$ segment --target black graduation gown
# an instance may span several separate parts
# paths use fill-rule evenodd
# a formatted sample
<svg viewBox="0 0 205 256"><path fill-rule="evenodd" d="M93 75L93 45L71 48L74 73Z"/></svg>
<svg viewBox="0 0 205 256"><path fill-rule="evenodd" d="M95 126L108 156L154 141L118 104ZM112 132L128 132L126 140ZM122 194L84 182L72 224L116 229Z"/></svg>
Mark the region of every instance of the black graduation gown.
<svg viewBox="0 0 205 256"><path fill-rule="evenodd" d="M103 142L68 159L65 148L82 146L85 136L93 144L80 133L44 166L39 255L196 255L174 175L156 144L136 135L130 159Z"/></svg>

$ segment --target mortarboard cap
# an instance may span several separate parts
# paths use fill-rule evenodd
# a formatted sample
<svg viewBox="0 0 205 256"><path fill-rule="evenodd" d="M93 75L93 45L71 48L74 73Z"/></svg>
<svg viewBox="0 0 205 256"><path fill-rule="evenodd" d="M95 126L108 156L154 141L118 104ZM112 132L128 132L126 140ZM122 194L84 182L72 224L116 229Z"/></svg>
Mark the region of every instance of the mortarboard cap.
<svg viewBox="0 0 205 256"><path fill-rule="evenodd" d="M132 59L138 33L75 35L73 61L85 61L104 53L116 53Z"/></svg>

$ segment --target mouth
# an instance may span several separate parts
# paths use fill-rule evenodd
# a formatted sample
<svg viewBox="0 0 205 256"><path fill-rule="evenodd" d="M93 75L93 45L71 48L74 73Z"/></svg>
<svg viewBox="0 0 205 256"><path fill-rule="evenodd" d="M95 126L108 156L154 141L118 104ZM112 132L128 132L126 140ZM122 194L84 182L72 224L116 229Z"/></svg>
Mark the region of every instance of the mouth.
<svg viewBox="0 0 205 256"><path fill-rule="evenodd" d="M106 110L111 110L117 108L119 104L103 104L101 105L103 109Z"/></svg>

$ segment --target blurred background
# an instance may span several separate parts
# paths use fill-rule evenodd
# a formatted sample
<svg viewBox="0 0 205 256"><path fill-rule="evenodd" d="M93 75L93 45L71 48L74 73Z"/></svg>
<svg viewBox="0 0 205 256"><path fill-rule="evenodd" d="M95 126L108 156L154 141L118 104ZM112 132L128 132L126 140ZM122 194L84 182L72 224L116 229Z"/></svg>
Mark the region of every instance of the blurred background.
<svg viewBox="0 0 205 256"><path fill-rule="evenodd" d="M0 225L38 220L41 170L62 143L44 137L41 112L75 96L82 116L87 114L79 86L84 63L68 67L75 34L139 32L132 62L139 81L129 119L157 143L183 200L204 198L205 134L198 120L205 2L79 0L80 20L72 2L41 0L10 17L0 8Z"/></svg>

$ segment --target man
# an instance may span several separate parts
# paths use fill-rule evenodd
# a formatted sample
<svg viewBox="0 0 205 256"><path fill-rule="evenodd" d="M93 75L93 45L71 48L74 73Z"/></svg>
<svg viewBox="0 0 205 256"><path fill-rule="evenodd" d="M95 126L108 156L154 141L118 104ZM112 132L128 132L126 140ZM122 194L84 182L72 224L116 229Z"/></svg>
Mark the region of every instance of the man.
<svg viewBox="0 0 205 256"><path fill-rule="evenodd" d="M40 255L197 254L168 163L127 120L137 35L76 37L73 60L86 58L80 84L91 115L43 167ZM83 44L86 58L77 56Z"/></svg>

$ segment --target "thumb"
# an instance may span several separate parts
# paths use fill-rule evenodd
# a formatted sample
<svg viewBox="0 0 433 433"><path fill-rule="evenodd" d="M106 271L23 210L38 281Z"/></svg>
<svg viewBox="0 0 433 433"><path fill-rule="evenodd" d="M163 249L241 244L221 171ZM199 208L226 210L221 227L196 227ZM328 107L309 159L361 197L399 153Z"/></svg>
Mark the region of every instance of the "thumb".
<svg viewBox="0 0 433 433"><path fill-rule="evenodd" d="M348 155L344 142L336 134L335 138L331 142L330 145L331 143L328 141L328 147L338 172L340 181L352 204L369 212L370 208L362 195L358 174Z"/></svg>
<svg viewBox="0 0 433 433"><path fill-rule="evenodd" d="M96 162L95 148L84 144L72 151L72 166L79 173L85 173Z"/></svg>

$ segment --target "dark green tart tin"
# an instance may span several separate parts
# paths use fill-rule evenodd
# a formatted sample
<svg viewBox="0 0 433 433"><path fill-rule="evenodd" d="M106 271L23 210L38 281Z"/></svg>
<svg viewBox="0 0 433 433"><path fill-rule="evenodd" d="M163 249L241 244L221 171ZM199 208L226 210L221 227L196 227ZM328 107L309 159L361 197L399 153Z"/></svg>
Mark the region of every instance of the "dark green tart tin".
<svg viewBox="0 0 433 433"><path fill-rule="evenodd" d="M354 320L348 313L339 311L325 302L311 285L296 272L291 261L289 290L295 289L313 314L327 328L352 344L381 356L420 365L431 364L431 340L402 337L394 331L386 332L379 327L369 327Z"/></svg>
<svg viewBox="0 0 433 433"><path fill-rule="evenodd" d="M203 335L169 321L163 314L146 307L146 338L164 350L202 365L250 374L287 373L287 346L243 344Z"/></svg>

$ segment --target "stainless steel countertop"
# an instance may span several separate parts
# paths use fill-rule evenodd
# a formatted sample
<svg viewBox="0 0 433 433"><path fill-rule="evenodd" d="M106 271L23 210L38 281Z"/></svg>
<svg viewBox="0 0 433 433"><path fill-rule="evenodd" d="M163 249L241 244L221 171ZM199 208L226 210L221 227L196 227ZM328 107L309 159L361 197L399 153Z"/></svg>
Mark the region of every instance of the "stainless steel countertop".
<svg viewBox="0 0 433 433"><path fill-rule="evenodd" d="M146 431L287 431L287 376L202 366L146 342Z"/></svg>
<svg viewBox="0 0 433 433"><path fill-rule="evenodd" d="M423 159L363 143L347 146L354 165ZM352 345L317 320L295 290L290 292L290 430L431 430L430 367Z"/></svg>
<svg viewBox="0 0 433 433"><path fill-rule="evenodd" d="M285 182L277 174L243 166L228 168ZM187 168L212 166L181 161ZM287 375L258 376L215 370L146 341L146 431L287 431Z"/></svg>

....

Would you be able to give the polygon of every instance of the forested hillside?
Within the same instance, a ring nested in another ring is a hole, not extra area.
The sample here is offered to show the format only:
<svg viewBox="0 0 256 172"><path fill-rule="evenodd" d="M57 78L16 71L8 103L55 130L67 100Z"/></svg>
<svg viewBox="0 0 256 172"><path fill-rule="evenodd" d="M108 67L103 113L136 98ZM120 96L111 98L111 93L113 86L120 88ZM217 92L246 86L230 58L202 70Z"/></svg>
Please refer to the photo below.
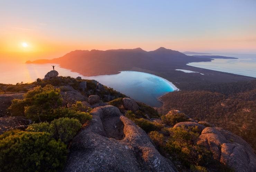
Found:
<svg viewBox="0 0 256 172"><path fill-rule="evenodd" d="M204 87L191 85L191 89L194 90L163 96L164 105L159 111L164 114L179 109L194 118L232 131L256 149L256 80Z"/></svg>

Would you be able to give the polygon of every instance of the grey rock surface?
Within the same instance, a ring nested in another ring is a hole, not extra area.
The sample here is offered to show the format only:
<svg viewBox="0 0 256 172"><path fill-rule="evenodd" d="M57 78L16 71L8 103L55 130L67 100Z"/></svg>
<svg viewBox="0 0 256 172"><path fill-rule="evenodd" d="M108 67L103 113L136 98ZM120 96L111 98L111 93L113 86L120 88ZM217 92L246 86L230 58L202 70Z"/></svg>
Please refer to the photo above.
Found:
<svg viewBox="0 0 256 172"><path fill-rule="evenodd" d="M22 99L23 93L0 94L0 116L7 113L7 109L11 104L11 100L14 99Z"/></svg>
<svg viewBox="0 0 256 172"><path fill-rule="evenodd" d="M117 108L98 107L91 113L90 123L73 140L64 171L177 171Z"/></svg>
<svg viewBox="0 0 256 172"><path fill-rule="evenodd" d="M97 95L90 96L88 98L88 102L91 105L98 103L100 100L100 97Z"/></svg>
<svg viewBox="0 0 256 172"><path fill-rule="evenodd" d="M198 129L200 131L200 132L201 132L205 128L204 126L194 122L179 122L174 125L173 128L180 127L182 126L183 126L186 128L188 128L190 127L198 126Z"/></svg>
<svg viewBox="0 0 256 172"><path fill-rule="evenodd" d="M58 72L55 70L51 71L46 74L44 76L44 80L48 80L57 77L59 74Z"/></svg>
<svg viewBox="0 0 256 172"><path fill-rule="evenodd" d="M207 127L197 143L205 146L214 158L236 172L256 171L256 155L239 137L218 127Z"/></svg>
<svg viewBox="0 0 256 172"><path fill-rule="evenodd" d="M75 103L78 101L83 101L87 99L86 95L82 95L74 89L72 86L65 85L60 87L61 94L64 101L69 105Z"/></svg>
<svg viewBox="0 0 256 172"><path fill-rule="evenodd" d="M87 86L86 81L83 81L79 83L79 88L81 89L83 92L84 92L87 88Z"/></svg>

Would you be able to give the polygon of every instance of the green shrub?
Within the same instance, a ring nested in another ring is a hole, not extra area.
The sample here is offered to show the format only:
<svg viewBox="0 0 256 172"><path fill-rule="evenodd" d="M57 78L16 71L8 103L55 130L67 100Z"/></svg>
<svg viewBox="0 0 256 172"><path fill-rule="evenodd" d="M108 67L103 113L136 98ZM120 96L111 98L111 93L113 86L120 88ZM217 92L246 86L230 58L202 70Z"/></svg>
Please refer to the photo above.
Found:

....

## Given exercise:
Can you render the part of the items that opens with the line containing "segment --target man" and closes with the line containing "255L197 254L168 163L127" as a numbered list, both of those lines included and any blank lines omitted?

## Output of the exercise:
1. $ segment --target man
2. # an instance may span several separate parts
3. # paths use fill-rule evenodd
4. # a formatted sample
5. <svg viewBox="0 0 205 256"><path fill-rule="evenodd" d="M93 75L93 45L71 48L74 73Z"/></svg>
6. <svg viewBox="0 0 205 256"><path fill-rule="evenodd" d="M95 126L108 156L154 141L118 104ZM112 132L128 132L126 140ZM122 194L84 182L72 224L116 229Z"/></svg>
7. Mark the region of every instance of the man.
8. <svg viewBox="0 0 205 256"><path fill-rule="evenodd" d="M40 255L197 254L168 163L127 120L137 35L76 37L73 60L86 58L80 84L91 115L43 167ZM83 44L86 58L77 56Z"/></svg>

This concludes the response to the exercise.